[Stored items]
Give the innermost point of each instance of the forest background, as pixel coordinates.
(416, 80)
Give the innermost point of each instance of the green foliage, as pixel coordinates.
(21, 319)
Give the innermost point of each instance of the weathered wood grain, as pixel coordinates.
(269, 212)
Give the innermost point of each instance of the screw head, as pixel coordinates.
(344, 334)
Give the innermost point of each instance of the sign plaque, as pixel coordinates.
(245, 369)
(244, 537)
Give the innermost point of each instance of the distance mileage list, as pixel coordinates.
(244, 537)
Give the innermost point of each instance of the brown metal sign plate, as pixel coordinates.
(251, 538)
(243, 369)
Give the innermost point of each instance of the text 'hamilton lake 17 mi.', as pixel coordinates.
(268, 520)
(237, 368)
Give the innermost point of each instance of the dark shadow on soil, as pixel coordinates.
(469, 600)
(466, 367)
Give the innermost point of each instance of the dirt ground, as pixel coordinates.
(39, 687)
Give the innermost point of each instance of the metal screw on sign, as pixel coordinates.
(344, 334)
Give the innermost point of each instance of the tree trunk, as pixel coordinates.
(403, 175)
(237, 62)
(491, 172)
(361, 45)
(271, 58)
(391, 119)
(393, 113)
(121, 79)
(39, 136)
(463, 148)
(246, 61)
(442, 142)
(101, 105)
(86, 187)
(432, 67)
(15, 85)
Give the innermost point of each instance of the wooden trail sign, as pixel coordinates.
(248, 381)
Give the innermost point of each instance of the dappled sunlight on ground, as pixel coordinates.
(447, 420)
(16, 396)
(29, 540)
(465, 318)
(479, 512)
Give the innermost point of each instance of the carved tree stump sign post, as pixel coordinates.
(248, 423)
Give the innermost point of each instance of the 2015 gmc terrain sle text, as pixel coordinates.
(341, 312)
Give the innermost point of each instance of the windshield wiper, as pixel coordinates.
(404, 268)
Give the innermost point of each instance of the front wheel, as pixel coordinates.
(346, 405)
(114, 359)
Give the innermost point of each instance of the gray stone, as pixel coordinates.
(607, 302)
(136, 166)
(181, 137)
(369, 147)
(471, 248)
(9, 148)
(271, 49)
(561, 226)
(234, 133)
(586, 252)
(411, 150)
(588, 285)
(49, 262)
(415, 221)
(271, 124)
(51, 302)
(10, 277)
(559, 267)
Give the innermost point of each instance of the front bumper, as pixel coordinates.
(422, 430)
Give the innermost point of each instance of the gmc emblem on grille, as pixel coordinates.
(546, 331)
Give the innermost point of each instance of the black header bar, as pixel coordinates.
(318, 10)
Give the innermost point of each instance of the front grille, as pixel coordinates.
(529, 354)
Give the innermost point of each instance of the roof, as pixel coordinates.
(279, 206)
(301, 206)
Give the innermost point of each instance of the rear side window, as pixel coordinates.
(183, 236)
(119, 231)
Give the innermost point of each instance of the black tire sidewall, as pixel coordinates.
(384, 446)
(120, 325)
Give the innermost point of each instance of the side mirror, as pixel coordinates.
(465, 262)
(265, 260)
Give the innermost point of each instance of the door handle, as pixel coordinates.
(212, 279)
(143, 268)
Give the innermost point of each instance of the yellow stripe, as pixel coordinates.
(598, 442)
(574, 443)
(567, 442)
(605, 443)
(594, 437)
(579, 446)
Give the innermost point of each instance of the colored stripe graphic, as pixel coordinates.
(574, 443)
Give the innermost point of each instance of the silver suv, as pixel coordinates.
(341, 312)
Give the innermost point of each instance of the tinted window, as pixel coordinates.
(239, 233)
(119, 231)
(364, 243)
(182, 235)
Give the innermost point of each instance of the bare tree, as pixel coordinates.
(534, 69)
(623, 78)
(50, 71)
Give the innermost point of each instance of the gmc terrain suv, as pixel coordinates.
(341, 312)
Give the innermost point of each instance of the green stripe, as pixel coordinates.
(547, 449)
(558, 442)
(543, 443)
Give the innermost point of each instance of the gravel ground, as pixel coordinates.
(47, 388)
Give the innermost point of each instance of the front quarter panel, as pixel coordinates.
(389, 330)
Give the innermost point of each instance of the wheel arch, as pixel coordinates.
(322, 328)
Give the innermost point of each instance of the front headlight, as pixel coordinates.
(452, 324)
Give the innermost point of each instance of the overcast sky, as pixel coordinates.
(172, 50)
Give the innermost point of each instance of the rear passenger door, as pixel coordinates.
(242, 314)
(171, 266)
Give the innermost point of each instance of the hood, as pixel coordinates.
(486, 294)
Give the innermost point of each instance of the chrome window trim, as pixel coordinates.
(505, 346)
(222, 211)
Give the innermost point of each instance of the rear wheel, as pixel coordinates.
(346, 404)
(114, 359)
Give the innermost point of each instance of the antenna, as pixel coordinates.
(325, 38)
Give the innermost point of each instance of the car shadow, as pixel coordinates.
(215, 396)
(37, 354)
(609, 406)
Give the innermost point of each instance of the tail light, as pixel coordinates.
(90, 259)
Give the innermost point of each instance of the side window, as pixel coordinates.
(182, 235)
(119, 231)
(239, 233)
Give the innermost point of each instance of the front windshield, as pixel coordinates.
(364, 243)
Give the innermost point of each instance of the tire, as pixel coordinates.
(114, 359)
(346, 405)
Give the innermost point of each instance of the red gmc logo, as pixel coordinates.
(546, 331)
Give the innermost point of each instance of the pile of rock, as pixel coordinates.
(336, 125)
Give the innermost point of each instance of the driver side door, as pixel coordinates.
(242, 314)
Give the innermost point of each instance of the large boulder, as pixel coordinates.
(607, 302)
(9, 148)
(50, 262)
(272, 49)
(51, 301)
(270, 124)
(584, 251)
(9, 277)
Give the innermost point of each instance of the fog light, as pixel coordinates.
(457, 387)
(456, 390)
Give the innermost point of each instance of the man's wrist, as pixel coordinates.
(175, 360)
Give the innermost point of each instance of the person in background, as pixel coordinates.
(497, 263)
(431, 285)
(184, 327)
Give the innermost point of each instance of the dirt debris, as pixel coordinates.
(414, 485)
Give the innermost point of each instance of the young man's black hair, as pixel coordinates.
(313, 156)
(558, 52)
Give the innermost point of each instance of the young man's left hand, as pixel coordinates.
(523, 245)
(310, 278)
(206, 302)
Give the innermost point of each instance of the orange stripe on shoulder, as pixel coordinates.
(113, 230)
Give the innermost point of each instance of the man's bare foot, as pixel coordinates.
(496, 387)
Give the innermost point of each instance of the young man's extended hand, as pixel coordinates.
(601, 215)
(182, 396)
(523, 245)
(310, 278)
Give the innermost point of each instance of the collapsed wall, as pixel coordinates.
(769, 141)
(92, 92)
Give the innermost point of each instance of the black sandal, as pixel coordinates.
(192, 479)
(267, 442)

Task statement: Exact copy required. Retype all of the entries word for word.

Exercise output:
Give the innermost point of each instance of the forest background, as pixel coordinates.
(416, 80)
Give the innermost point of each instance of the green foliage, as pixel coordinates.
(21, 319)
Give the innermost point of each instance of the weathered wood grain, as pixel coordinates.
(269, 212)
Give the innermost point of each instance of the screw head, as pixel coordinates.
(344, 334)
Give the innermost point of each instance of the sign plaque, as pixel coordinates.
(245, 369)
(244, 537)
Give the innermost point of each instance of the distance mileage list, as pixel coordinates.
(244, 537)
Give the innermost point of each instance of the brown metal sign plate, as pixel coordinates.
(251, 538)
(243, 369)
Give the innermost point of each instance of the text 'hamilton lake 17 mi.', as pixel coordinates.
(268, 520)
(237, 368)
Give the innermost point of each instance of the dark shadow on soil, as pixel coordinates.
(469, 600)
(466, 367)
Give the innermost point of each instance of the dirt ground, as pixel coordinates.
(39, 687)
Give the innermost point of each instance of the metal screw on sign, as pixel coordinates.
(344, 334)
Give the innermost point of each instance of the tree trunk, as pixel coordinates.
(403, 175)
(237, 62)
(491, 172)
(361, 45)
(271, 58)
(391, 119)
(393, 113)
(121, 79)
(39, 136)
(463, 148)
(246, 61)
(442, 142)
(101, 105)
(86, 187)
(432, 67)
(15, 85)
Give the innermost point of each instance of the wooden trail sign, as pixel coordinates.
(248, 381)
Give the innermost point of each instance of the dappled sunlight on ground, as pixel coordinates.
(447, 420)
(16, 396)
(29, 540)
(465, 318)
(479, 512)
Give the innermost point of each instance of the carved tree stump sign post, as pixel coordinates.
(248, 423)
Give the innermost point of each instance of the 2015 gmc terrain sle text, as pixel coordinates.
(341, 312)
Give the innermost point of each instance of the windshield wiper, as pixel coordinates.
(404, 268)
Give the innermost point of each instance of the front wheel, as pixel coordinates.
(346, 405)
(114, 359)
Give the innermost point of each instance of the gray stone, as pixel coordinates.
(607, 302)
(136, 166)
(181, 137)
(369, 147)
(471, 248)
(9, 148)
(271, 49)
(561, 226)
(234, 133)
(586, 252)
(411, 150)
(588, 285)
(49, 262)
(415, 221)
(271, 124)
(51, 302)
(10, 277)
(559, 267)
Give the innermost point of each instance of the front bumper, as pixel coordinates.
(422, 430)
Give the innermost point of each instance of the gmc emblem on grille, as pixel coordinates.
(546, 331)
Give the innermost point of each instance of the black header bar, as pixel coordinates.
(318, 10)
Give the innermost point of each instance of the front grille, as pixel coordinates.
(529, 354)
Give the innermost point of each instance of the roof, as pixel coordinates.
(279, 206)
(301, 206)
Give the innermost point of each instance of the rear side window, as pixel coordinates.
(183, 236)
(119, 231)
Give the innermost point of each instance of the black tire sidewall, as pixel coordinates.
(384, 446)
(120, 325)
Give the innermost point of each instance of the side mirror, as pixel coordinates.
(465, 262)
(265, 260)
Give the innermost point of each instance of the door handle, as pixel coordinates.
(212, 279)
(143, 268)
Give the innermost point of each instance of the yellow stripe, as pixel coordinates.
(598, 442)
(574, 443)
(567, 442)
(605, 443)
(594, 437)
(579, 446)
Give the innermost point of each instance of the colored stripe graphic, as pixel coordinates.
(574, 443)
Give the innermost point of each instance of the silver suv, as pixel coordinates.
(341, 312)
Give the innermost point of each instance of the tinted window, as pixel coordinates.
(239, 233)
(119, 231)
(364, 243)
(182, 235)
Give the innermost point of each instance of the bare tree, as pixel coordinates.
(534, 69)
(623, 78)
(50, 71)
Give the innermost point of each instance of the gmc terrain suv, as pixel coordinates.
(341, 312)
Give the innermost point of each instance of the green stripe, as pixel coordinates.
(547, 449)
(558, 442)
(543, 443)
Give the innermost point of each instance of the gravel ground, as pixel coordinates.
(47, 388)
Give the innermost point of each instance of the front quarter panel, as pixel coordinates.
(389, 330)
Give the innermost point of each instance of the wheel arch, as pixel coordinates.
(322, 328)
Give the innermost point of each instance of the front headlight, as pixel coordinates.
(452, 324)
Give the innermost point of each instance of the overcast sky, as pixel coordinates.
(172, 50)
Give the innermost point of each instance of the rear passenger door, as pixel coordinates.
(242, 314)
(171, 266)
Give the innermost point of each instance of the hood, as pixel coordinates.
(486, 294)
Give the innermost point of each instance of the chrome window trim, as pixel coordinates.
(505, 346)
(222, 211)
Give the innermost point of each instance of the rear wheel, as pixel coordinates.
(346, 404)
(114, 359)
Give the innermost point of each instance of the antenna, as pixel coordinates.
(325, 38)
Give the innermost point of each instance of the car shadow, as pixel coordinates.
(215, 396)
(37, 354)
(609, 406)
Give the innermost point of each instance of the tail light, as pixel coordinates.
(90, 259)
Give the innermost point of each instance of the side window, as pixel coordinates.
(182, 235)
(119, 231)
(239, 233)
Give the innermost point of each instance of the front windshield, as pixel coordinates.
(364, 243)
Give the innermost point of each instance of the tire, as pixel coordinates.
(114, 359)
(346, 405)
Give the innermost point of each instance of the red gmc logo, as pixel coordinates.
(546, 331)
Give the innermost point of each instance of the pile of rock, as pixel coordinates.
(336, 125)
Give the innermost point of each instance of the driver side door, as pixel coordinates.
(242, 314)
Give the innermost point of each instance of the large boulder, as pixel coordinates.
(607, 302)
(9, 148)
(50, 262)
(272, 49)
(51, 301)
(270, 124)
(584, 251)
(9, 277)
Give the innermost point of each instance of the fog light, as pixel coordinates.
(457, 387)
(456, 390)
Give the innermost point of each instance of the man's wrist, as pixel coordinates.
(175, 360)
Give the innermost point of each instance of the person in background, as pixel coordinates.
(497, 263)
(431, 285)
(184, 327)
Give the innermost point of each instance of the dirt debris, as pixel coordinates.
(414, 485)
Give the innermost point of each instance of the young man's black hair, as pixel coordinates.
(313, 156)
(558, 52)
Give the innermost point of each instance of the young man's left hand, as pixel coordinates.
(523, 245)
(310, 278)
(206, 302)
Give the innermost point of each instance of the orange stripe on shoulder, as pixel coordinates.
(113, 230)
Give the innermost point of each instance of the man's bare foot, as pixel coordinates.
(496, 387)
Give the innermost point of each instance of the young man's extended hand, as pixel coordinates.
(601, 215)
(182, 396)
(523, 245)
(310, 278)
Give the innermost point of each instance of the collapsed wall, as pixel coordinates.
(769, 141)
(92, 92)
Give the innermost point of each instance of the black sandal, as pixel coordinates.
(192, 479)
(267, 442)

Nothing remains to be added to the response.